▶ Goal:
Take all the material and copy it exactly.

▶ Excerpted records:
§

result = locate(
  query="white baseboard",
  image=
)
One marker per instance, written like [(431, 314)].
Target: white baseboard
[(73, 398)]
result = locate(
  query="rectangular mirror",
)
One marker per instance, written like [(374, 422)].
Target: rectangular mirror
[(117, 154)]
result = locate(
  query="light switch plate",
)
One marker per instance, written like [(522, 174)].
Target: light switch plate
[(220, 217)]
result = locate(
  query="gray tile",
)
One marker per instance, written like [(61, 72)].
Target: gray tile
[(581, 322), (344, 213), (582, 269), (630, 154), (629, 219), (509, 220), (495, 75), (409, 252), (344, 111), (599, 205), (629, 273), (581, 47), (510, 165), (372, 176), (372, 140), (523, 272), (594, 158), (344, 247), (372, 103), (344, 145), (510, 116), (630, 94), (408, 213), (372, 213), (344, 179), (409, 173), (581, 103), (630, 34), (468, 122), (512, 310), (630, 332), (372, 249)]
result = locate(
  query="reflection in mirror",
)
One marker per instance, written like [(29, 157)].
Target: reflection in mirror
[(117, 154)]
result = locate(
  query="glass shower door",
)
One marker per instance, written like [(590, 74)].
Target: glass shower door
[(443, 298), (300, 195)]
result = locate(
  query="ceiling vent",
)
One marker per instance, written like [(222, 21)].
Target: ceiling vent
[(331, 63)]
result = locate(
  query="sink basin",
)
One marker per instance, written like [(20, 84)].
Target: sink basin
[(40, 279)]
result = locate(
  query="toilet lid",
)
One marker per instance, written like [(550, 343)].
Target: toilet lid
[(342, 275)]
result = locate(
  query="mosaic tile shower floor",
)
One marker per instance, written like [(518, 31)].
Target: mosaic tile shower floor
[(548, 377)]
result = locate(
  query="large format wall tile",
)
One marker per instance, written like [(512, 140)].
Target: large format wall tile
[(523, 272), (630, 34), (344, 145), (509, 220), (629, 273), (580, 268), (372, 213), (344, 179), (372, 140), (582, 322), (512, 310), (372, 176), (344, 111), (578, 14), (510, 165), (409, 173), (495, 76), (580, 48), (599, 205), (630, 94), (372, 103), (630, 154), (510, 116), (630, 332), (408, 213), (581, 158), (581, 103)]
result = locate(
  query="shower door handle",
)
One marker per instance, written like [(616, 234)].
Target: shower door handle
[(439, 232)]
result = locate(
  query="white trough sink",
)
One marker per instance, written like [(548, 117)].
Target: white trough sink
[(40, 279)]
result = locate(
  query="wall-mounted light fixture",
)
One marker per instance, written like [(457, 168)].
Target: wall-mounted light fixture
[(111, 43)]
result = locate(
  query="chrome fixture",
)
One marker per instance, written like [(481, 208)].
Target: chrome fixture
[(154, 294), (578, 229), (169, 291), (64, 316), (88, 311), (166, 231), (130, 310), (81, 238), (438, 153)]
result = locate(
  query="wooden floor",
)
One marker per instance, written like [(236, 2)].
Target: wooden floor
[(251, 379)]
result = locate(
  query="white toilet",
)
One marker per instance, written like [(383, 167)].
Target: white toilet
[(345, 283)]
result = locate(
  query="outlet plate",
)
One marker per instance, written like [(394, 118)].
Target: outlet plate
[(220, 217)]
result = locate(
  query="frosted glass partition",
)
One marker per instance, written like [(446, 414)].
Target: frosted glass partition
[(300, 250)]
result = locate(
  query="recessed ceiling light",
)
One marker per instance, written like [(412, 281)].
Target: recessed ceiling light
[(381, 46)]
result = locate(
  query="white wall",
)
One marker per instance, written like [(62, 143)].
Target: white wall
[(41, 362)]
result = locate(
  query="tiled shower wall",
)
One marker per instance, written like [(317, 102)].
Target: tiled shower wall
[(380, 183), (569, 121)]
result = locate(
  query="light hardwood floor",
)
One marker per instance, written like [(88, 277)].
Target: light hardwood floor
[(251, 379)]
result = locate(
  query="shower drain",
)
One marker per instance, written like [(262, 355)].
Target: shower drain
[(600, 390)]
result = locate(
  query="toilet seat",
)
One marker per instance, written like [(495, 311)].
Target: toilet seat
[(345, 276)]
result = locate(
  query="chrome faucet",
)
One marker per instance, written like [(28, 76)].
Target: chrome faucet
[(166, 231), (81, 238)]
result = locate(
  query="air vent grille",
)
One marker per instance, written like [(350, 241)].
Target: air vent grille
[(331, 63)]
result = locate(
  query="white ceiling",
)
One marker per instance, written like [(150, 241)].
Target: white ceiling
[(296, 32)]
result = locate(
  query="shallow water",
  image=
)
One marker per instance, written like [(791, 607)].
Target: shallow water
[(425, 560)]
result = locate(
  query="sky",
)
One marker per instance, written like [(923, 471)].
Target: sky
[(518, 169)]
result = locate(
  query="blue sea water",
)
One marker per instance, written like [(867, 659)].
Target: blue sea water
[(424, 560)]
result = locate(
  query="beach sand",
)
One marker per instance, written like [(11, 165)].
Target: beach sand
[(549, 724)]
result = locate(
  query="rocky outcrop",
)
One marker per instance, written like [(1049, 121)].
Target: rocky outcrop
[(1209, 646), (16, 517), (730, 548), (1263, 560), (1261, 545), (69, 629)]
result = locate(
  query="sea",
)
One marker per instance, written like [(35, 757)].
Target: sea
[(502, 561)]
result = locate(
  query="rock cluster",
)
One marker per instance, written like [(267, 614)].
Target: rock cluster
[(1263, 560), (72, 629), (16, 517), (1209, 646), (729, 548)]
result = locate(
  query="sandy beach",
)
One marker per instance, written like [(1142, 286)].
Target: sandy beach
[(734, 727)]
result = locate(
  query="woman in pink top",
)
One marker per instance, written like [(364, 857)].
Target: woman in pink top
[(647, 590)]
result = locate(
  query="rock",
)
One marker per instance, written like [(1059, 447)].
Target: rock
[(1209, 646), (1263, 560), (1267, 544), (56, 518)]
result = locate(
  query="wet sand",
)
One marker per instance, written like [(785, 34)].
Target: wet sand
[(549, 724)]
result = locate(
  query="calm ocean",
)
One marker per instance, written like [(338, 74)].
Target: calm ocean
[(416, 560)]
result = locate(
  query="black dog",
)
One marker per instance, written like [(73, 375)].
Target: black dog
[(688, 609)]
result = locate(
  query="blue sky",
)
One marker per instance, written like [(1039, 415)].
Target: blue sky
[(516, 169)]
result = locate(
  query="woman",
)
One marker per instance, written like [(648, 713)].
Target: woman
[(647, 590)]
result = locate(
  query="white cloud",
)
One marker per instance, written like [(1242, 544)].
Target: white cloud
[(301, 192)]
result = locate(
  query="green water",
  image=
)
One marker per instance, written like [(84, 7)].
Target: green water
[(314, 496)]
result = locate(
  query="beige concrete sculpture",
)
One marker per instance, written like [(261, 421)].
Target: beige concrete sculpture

§

▶ Reply:
result = locate(
  query="white baseboard",
  image=
)
One marker per instance, written like [(431, 314)].
Target: white baseboard
[(73, 398)]
result = locate(
  query="rectangular mirror",
)
One marker per instance, written like [(374, 422)].
Target: rectangular mirror
[(117, 154)]
result = locate(
  query="light switch plate",
)
One marker per instance, written like [(522, 174)].
Target: light switch plate
[(220, 217)]
result = locate(
  query="gray tile",
)
One marker per instance, written like [(61, 72)].
Target: gray tile
[(581, 322), (344, 213), (582, 269), (630, 154), (629, 219), (509, 220), (495, 75), (409, 252), (344, 111), (599, 205), (629, 273), (581, 47), (510, 165), (372, 176), (372, 140), (523, 272), (594, 158), (344, 247), (372, 103), (344, 145), (510, 116), (630, 94), (408, 213), (372, 213), (344, 179), (409, 173), (581, 103), (630, 34), (468, 122), (512, 310), (630, 332), (372, 249)]
result = locate(
  query="reflection in mirror",
)
One marker per instance, written like [(29, 157)].
Target: reflection in mirror
[(117, 154)]
result = locate(
  query="glass shower door",
)
One marker per instance, written like [(590, 74)].
Target: glass shower door
[(443, 298), (300, 195)]
result = locate(
  query="ceiling vent",
)
One marker per instance, written like [(222, 21)].
Target: ceiling vent
[(331, 63)]
result = locate(
  query="sink basin",
)
One marker per instance, written like [(20, 84)].
Target: sink basin
[(40, 279)]
result = locate(
  query="toilet lid",
)
One marker per instance, written like [(550, 343)].
Target: toilet lid
[(342, 275)]
result = locate(
  query="mosaic tile shower floor",
)
One marker per instance, written like [(518, 31)].
Target: mosaic tile shower floor
[(548, 377)]
result = locate(
  query="large format wall tile",
)
One marker per instance, written like [(512, 140)].
Target: large format wall tile
[(523, 272), (630, 34), (344, 145), (509, 220), (629, 273), (580, 268), (372, 213), (344, 179), (372, 140), (582, 322), (512, 310), (372, 176), (344, 111), (578, 14), (510, 165), (409, 173), (495, 76), (580, 48), (599, 205), (630, 94), (372, 103), (630, 154), (510, 116), (630, 332), (408, 213), (581, 158), (581, 103)]
result = locate(
  query="shower door handle",
)
One marker per instance, written like [(616, 234)].
Target: shower door handle
[(439, 232)]
result = locate(
  query="white trough sink",
)
One marker per instance, written like [(548, 117)].
Target: white trough sink
[(40, 279)]
result = locate(
  query="wall-mounted light fixture",
)
One marker per instance, written like [(457, 168)].
Target: wall-mounted light fixture
[(111, 43)]
result = locate(
  query="chrome fixture",
)
One marker per instance, written like [(481, 208)].
Target: chrome fixture
[(154, 294), (578, 229), (169, 291), (64, 316), (88, 311), (166, 231), (130, 310), (81, 238), (438, 153)]
result = locate(
  query="wooden floor",
)
One marker per instance, written like [(236, 2)].
Target: wooden floor
[(251, 379)]
result = locate(
  query="white toilet",
)
One marker per instance, written like [(383, 167)].
Target: white toilet
[(345, 283)]
result = locate(
  query="outlet plate",
)
One marker per instance, written like [(394, 118)].
Target: outlet plate
[(220, 217)]
result = locate(
  query="frosted glass partition",
)
One marker per instance, written like [(446, 414)].
Target: frosted glass partition
[(300, 250)]
result = locate(
  query="recessed ceiling light",
)
One marker per instance, written like [(412, 281)].
Target: recessed ceiling light
[(381, 46)]
result = locate(
  query="white wall",
)
One marker per instance, written like [(62, 143)].
Target: white wall
[(41, 362)]
result = locate(
  query="tiled shower wall",
)
One marker per instance, written like [(317, 102)].
Target: tiled shower wall
[(380, 183), (569, 121)]
result = locate(
  query="light hardwood floor",
)
One marker per instance, written like [(88, 277)].
Target: light hardwood floor
[(251, 379)]
result = locate(
  query="shower drain",
)
One marker per instance, written like [(262, 355)].
Target: shower drain
[(600, 390)]
result = locate(
  query="toilet seat",
)
One marker per instance, written like [(495, 311)].
Target: toilet seat
[(345, 276)]
result = locate(
  query="chrome faucet",
)
One marker per instance, written like [(28, 76)].
Target: chrome faucet
[(166, 231), (81, 238)]
result = locate(
  query="air vent grille",
)
One marker per instance, written like [(350, 241)].
Target: air vent grille
[(331, 63)]
result = locate(
  query="white ceiling",
)
One marker per instance, written like [(150, 241)].
Target: white ceiling
[(296, 32)]
result = locate(
  query="shallow water",
  image=
)
One marker per instance, written like [(791, 607)].
Target: shallow water
[(425, 560)]
result = locate(
  query="sky",
)
One marker per instance, written like [(923, 471)].
Target: sky
[(518, 169)]
result = locate(
  query="blue sea water",
)
One marker per instance, written like [(867, 659)].
Target: blue sea water
[(424, 560)]
result = locate(
  query="beach sand",
)
One marker per instance, written like [(11, 165)].
Target: beach sand
[(549, 724)]
result = locate(
  query="rocky outcrop",
)
One marker per instance, written like [(1049, 121)].
Target: rocky outcrop
[(1209, 646), (16, 517), (730, 548), (1263, 560), (1261, 545), (69, 629)]
result = locate(
  query="sea",
)
One marker per instance, written like [(35, 757)].
Target: sea
[(502, 561)]
result = locate(
  query="rock cluster",
)
One marker per instance, written like [(267, 614)].
Target: rock cluster
[(1263, 560), (72, 629), (16, 517), (1209, 646), (729, 548)]
result = locate(
  query="sandy beach",
)
One marker per instance, written like [(1142, 286)].
Target: sandy beach
[(734, 727)]
result = locate(
  query="woman in pink top",
)
One marker per instance, written like [(364, 857)].
Target: woman in pink top
[(647, 590)]
result = locate(
  query="rock",
)
One marker per instance, written like [(1059, 447)].
Target: rock
[(1209, 646), (1263, 560), (1267, 544), (56, 518)]
result = locate(
  query="wet sand",
)
One marker per instance, written like [(785, 34)].
Target: wet sand
[(549, 724)]
result = locate(
  query="calm ocean",
)
One marker per instance, written like [(338, 74)].
Target: calm ocean
[(416, 560)]
result = locate(
  query="black dog",
)
One marker per instance, written like [(73, 375)].
Target: black dog
[(688, 609)]
result = locate(
  query="blue sky",
)
One marker per instance, written like [(1039, 415)].
Target: blue sky
[(516, 169)]
result = locate(
  query="woman",
)
One marker per instance, written like [(648, 713)].
Target: woman
[(647, 590)]
result = locate(
  query="white cloud",
)
One marker per instance, written like [(1242, 544)].
Target: white cloud
[(301, 192)]
result = locate(
  query="green water",
  image=
)
One marker per instance, written like [(84, 7)].
Target: green water
[(314, 496)]
result = locate(
  query="beige concrete sculpture",
)
One marker per instance, written like [(261, 421)].
Target: beige concrete sculpture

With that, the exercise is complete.